In the records, from the start through the line containing "top-left (16, 38), bottom-right (33, 44)", swap "undermount sink" for "pedestal sink". Write out that span again with everything else unchanged.

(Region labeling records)
[start]

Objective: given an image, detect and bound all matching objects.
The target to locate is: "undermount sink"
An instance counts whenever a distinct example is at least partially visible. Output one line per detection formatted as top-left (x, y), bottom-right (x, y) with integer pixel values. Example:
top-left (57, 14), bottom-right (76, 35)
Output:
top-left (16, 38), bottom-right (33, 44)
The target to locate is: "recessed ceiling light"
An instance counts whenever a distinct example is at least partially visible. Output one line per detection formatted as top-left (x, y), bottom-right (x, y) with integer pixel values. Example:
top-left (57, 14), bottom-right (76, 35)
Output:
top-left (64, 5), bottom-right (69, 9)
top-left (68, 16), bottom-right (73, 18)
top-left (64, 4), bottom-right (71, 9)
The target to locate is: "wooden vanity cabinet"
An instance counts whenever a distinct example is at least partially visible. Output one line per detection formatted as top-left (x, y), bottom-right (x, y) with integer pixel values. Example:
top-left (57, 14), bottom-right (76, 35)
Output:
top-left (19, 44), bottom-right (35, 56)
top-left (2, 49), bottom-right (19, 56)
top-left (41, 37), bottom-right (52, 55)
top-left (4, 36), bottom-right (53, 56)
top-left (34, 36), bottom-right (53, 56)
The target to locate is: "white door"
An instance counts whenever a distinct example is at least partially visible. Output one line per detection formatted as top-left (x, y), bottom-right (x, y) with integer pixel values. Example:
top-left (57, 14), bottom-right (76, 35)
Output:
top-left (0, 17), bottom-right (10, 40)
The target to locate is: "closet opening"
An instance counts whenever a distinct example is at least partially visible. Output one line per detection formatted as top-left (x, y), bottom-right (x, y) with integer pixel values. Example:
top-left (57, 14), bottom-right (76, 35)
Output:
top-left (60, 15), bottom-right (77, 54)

[end]

__Solution for this problem__.
Objective: given an image, detect and bound all matching objects.
The target to locate is: "pedestal sink"
An instance counts whenever a distinct example is at least partially visible. Output one line per detection formatted as top-left (x, y), bottom-right (x, y) with integer pixel values. Example:
top-left (57, 14), bottom-right (76, 35)
Output:
top-left (16, 38), bottom-right (33, 44)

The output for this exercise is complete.